Reproduce verbatim the rows from the one containing "255 229 L 251" through the one containing "335 213 L 331", including both of those rows and nothing else.
== == ==
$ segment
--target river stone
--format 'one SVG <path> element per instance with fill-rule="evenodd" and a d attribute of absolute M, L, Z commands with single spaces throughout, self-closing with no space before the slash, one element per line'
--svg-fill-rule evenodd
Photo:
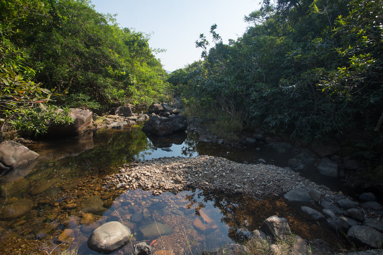
<path fill-rule="evenodd" d="M 255 229 L 251 232 L 251 238 L 256 238 L 260 240 L 267 240 L 267 236 L 266 234 L 258 229 Z"/>
<path fill-rule="evenodd" d="M 365 209 L 372 211 L 383 211 L 383 206 L 377 202 L 375 201 L 365 202 L 362 204 Z"/>
<path fill-rule="evenodd" d="M 335 213 L 331 209 L 323 209 L 322 211 L 329 218 L 332 218 L 336 216 Z"/>
<path fill-rule="evenodd" d="M 360 210 L 352 208 L 347 210 L 346 212 L 349 217 L 351 219 L 359 221 L 363 221 L 364 220 L 364 214 Z"/>
<path fill-rule="evenodd" d="M 301 209 L 315 221 L 319 221 L 324 219 L 324 216 L 323 214 L 312 208 L 308 206 L 302 206 Z"/>
<path fill-rule="evenodd" d="M 20 219 L 30 212 L 34 204 L 30 199 L 21 199 L 7 204 L 0 212 L 0 219 L 10 221 Z"/>
<path fill-rule="evenodd" d="M 13 141 L 0 143 L 0 170 L 7 170 L 39 157 L 38 154 Z"/>
<path fill-rule="evenodd" d="M 57 136 L 78 136 L 92 128 L 92 112 L 89 110 L 71 108 L 69 116 L 73 119 L 73 123 L 69 125 L 50 123 L 47 134 Z"/>
<path fill-rule="evenodd" d="M 316 169 L 321 175 L 334 177 L 338 177 L 338 163 L 330 160 L 327 158 L 322 158 Z"/>
<path fill-rule="evenodd" d="M 173 133 L 173 123 L 170 119 L 159 118 L 152 120 L 152 127 L 151 132 L 157 136 L 167 136 Z"/>
<path fill-rule="evenodd" d="M 363 222 L 362 225 L 373 227 L 381 232 L 383 232 L 383 222 L 381 221 L 372 219 L 366 219 Z"/>
<path fill-rule="evenodd" d="M 98 197 L 93 196 L 87 198 L 83 202 L 84 208 L 82 211 L 85 213 L 100 214 L 106 209 L 103 207 L 103 202 Z"/>
<path fill-rule="evenodd" d="M 142 214 L 141 212 L 135 213 L 132 215 L 130 217 L 131 221 L 136 222 L 136 223 L 138 223 L 142 221 Z"/>
<path fill-rule="evenodd" d="M 118 115 L 124 117 L 131 117 L 133 115 L 132 109 L 128 106 L 121 106 L 115 107 L 112 109 L 110 111 L 110 114 L 112 115 Z"/>
<path fill-rule="evenodd" d="M 3 183 L 0 189 L 3 196 L 18 197 L 28 190 L 29 188 L 29 183 L 25 178 L 20 176 L 12 181 Z"/>
<path fill-rule="evenodd" d="M 362 202 L 376 201 L 378 200 L 376 197 L 371 192 L 365 192 L 360 194 L 359 199 Z"/>
<path fill-rule="evenodd" d="M 327 219 L 327 224 L 332 230 L 340 233 L 345 233 L 349 229 L 349 224 L 343 219 L 339 217 L 334 217 Z"/>
<path fill-rule="evenodd" d="M 188 128 L 188 121 L 183 115 L 172 115 L 169 118 L 173 121 L 173 132 L 182 132 Z"/>
<path fill-rule="evenodd" d="M 336 203 L 339 206 L 346 209 L 356 208 L 359 206 L 359 203 L 357 202 L 351 201 L 348 199 L 340 199 L 337 201 Z"/>
<path fill-rule="evenodd" d="M 294 237 L 294 244 L 293 245 L 292 250 L 291 254 L 293 254 L 308 255 L 312 254 L 311 252 L 309 252 L 307 243 L 299 235 Z"/>
<path fill-rule="evenodd" d="M 380 248 L 383 245 L 383 234 L 368 226 L 351 227 L 347 232 L 347 238 L 356 244 L 367 245 L 373 248 Z"/>
<path fill-rule="evenodd" d="M 135 255 L 149 255 L 152 253 L 153 248 L 151 246 L 147 245 L 146 243 L 143 242 L 142 243 L 137 244 L 134 247 L 134 254 Z"/>
<path fill-rule="evenodd" d="M 257 140 L 254 138 L 247 137 L 246 139 L 246 142 L 250 144 L 254 144 L 257 142 Z"/>
<path fill-rule="evenodd" d="M 355 220 L 352 219 L 351 218 L 348 218 L 344 216 L 340 216 L 340 217 L 342 219 L 344 220 L 349 224 L 349 227 L 352 227 L 355 225 L 358 225 L 358 222 Z"/>
<path fill-rule="evenodd" d="M 274 238 L 282 239 L 284 235 L 291 232 L 287 220 L 274 215 L 265 220 L 260 230 Z"/>
<path fill-rule="evenodd" d="M 51 188 L 52 185 L 61 180 L 61 179 L 59 178 L 54 178 L 44 181 L 32 189 L 31 191 L 31 195 L 36 196 L 41 194 Z"/>
<path fill-rule="evenodd" d="M 159 222 L 151 222 L 141 226 L 138 229 L 145 239 L 154 240 L 159 237 L 169 235 L 174 233 L 173 229 Z"/>
<path fill-rule="evenodd" d="M 307 190 L 299 188 L 291 190 L 283 195 L 283 198 L 290 202 L 306 202 L 313 200 Z"/>
<path fill-rule="evenodd" d="M 99 252 L 110 253 L 129 242 L 131 235 L 126 226 L 118 221 L 110 221 L 93 231 L 88 240 L 88 247 Z"/>
<path fill-rule="evenodd" d="M 311 196 L 315 202 L 319 202 L 321 199 L 321 196 L 322 196 L 321 191 L 315 189 L 310 189 L 309 190 L 309 194 Z"/>
<path fill-rule="evenodd" d="M 163 111 L 163 110 L 164 107 L 159 104 L 153 104 L 149 106 L 149 114 L 151 114 L 153 113 L 155 114 L 158 114 Z"/>
<path fill-rule="evenodd" d="M 340 150 L 340 147 L 334 139 L 329 138 L 327 142 L 316 139 L 311 144 L 311 149 L 321 157 L 335 154 Z"/>
<path fill-rule="evenodd" d="M 355 170 L 362 165 L 362 162 L 354 159 L 348 159 L 345 160 L 342 165 L 346 169 Z"/>
<path fill-rule="evenodd" d="M 61 243 L 66 242 L 71 243 L 74 239 L 74 232 L 73 229 L 67 229 L 61 232 L 57 237 L 57 240 Z"/>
== == ==
# Correct answer
<path fill-rule="evenodd" d="M 255 229 L 251 232 L 251 238 L 256 238 L 260 240 L 267 240 L 267 236 L 266 234 L 258 229 Z"/>
<path fill-rule="evenodd" d="M 365 209 L 372 211 L 383 211 L 383 206 L 377 202 L 375 201 L 365 202 L 362 204 Z"/>
<path fill-rule="evenodd" d="M 335 213 L 331 209 L 323 209 L 322 211 L 329 218 L 332 218 L 336 216 Z"/>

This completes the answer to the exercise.